_EXERCISE SET_
a. In the first-impressions text on the Nintendo Switch, what does the writer say the Joy-Con controller design lacks?
b. Write a continuation of the first-impressions text on the Nintendo Switch, starting right after its final sentence.

If you haven’t watched the trailer yet, here it is.

This is first impression by large. You should also check Nvidia’s post about the console.

White and black are passé, the colour we’ve shown is grey all around. It has very little sharp corners and overall looks smooth. It’s what the leaks told it was, and the overall impression is very subdued, but rather attractive. I hope multiple colour options are available, and at least one is in NES colours.

The controller design, or Joy-Con as they call it, lacks a good D-Pad on the go. I understand that it’s a sacrifice that had to be made because of the nature of the machine, but it still sucks. I hope third party Joy-Cons will remedy this, and that third party Joy-Cons can add features that are not in the standard ones. The name Joy-Con is awful tho, it should be anything but just ‘con.’ The Switch is following Wii’s example by showcasing the controller itself first, not any of the launch titles. Could we expect something like Wii Sports? I hope the controllers can function as or with a Wiimote.

_RECORDED DATA_
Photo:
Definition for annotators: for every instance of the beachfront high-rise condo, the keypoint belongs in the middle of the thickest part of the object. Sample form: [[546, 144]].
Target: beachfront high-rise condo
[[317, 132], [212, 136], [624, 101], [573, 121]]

_ANSWERS TO THE TASKS_
a. A good D-Pad on the go.

b.
Not only that, but the buttons overall worry me. The plus and minus are shaped as they are, which work well with the blind or otherwise visually impaired, but the rest of the console isn’t designed them in mind. There’s no reason they couldn’t be normal buttons.

The idea of having the controllers separate is neat, but the obvious question is how much wear and tear the controllers can take before they don’t click in anymore. Is the lock mechanism exchangeable, or moulded? A lot of little questions like that pop up to me. They are mighty small when playing with a friend, but at least it’s a neat feature. I just hope games will be able to make use of it well. Sports titles at least should be able to. 2D multiplayers could make a triumphant return, even when you’d have to use a stick to control the character on-screen. D-pad or an arcade stick will always be better for the likes of Mario and Mega Man than a thumbstick.

The Pro-Controller is business as usual. I just hope the D-Pad won’t suck.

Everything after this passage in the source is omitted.